▶ [To be done] Which lines in the records below contain the word "fence"? Copy out each of those lines in full.

▶ [Extracted records]
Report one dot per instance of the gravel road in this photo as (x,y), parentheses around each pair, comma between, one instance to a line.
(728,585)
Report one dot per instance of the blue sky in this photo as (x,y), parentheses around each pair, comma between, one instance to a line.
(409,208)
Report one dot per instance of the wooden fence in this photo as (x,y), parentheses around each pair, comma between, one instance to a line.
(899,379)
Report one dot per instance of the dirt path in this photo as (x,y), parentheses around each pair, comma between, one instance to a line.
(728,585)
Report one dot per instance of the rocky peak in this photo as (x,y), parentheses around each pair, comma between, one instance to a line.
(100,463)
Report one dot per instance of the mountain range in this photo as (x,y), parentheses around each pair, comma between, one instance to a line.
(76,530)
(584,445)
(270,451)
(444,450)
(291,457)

==

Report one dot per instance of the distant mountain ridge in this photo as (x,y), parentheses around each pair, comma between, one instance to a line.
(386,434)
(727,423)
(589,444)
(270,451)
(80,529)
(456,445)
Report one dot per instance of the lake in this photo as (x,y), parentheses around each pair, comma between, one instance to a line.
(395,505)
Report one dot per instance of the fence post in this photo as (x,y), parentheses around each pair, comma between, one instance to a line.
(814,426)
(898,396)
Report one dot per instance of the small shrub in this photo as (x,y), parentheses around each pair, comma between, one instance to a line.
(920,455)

▶ [Answer to this problem]
Report one dot per instance of the wooden fence in this photo as (x,y), parentheses around each pair, comma between, one instance to a line.
Report one dot per instance of the fence post in this photo as (x,y), parentheses around each pair, comma between, one instance to a line.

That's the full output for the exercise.